Given problem ▸
How many lines below contain the string "gold"? Reply with the number only.

Point placement records:
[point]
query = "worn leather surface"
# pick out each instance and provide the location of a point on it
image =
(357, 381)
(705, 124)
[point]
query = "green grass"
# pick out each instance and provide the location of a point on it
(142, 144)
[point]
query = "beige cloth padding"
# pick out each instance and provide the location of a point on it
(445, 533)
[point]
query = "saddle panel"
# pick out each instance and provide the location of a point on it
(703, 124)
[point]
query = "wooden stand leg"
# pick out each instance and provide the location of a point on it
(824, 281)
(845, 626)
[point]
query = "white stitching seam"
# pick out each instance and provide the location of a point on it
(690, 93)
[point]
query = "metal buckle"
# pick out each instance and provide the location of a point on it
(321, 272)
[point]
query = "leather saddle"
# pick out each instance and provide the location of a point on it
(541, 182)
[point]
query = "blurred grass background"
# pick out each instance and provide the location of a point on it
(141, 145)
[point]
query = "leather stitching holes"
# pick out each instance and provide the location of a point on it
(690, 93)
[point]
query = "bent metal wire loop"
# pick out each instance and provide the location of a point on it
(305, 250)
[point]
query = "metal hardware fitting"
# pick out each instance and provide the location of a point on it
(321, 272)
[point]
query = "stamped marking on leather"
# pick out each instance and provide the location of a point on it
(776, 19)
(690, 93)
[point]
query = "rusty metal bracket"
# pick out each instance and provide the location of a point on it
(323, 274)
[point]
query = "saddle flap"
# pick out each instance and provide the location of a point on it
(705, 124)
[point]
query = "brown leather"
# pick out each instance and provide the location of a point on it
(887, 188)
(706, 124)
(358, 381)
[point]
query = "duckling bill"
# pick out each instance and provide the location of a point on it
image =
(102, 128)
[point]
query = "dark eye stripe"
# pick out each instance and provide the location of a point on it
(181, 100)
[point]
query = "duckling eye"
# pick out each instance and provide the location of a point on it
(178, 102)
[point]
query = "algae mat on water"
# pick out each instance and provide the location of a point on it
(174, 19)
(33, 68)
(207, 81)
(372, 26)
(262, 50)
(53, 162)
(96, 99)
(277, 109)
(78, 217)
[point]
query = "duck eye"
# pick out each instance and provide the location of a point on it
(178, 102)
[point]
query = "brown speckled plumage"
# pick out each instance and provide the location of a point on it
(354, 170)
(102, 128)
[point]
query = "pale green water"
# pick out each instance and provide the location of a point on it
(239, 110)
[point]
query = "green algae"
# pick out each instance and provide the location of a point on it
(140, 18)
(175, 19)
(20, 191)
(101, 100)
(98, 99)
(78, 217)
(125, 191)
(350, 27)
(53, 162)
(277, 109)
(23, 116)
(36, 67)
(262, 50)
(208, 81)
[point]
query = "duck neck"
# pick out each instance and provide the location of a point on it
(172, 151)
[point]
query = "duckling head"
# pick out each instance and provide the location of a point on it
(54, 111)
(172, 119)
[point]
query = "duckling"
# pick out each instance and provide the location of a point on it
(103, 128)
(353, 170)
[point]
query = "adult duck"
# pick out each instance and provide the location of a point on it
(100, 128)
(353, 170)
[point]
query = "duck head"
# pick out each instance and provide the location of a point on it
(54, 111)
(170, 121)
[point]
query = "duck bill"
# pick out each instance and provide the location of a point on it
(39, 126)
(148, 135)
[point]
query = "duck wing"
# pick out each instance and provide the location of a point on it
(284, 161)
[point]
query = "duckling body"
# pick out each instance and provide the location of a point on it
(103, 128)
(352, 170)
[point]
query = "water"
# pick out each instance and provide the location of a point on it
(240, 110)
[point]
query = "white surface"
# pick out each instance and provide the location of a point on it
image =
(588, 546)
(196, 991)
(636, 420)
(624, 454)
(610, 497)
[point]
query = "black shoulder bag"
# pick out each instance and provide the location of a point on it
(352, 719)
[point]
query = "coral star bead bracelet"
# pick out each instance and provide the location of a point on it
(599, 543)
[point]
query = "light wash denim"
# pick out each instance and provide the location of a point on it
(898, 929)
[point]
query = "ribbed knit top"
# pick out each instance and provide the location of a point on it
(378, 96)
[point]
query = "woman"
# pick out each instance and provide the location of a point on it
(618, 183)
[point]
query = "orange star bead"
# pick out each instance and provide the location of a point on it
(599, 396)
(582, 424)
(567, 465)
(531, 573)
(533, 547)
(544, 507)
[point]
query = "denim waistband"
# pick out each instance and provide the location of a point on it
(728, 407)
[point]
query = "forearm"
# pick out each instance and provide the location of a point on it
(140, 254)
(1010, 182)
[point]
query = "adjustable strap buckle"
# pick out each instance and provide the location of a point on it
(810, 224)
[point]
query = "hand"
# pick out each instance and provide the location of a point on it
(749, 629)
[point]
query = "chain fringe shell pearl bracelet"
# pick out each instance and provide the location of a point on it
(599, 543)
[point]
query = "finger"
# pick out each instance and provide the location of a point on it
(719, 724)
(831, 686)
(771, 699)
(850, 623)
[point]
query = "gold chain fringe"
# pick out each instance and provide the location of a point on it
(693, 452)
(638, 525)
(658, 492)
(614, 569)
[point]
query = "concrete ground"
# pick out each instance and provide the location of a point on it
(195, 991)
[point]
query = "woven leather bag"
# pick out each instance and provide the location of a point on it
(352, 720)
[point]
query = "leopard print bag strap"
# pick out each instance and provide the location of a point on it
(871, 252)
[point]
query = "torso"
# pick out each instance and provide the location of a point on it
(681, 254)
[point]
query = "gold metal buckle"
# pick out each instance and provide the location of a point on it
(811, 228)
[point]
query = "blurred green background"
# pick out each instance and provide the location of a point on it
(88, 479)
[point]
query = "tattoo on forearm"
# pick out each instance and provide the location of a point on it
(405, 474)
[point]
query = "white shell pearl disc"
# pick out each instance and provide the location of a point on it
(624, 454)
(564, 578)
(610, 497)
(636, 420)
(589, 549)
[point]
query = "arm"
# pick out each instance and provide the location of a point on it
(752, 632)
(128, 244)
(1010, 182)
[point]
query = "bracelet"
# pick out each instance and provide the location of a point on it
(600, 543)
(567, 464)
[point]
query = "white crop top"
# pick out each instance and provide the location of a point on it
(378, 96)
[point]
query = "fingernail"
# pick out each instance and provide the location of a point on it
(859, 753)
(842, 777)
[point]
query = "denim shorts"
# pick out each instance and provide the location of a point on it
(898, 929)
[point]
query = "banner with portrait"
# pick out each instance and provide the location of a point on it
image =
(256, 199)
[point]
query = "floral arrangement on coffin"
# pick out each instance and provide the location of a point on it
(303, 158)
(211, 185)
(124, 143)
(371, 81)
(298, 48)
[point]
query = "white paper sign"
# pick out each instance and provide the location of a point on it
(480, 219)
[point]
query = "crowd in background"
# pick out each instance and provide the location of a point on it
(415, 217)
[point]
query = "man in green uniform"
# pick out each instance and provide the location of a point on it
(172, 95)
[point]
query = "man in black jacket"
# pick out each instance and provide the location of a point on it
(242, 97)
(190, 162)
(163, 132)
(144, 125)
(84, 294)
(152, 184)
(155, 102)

Completed task ▸
2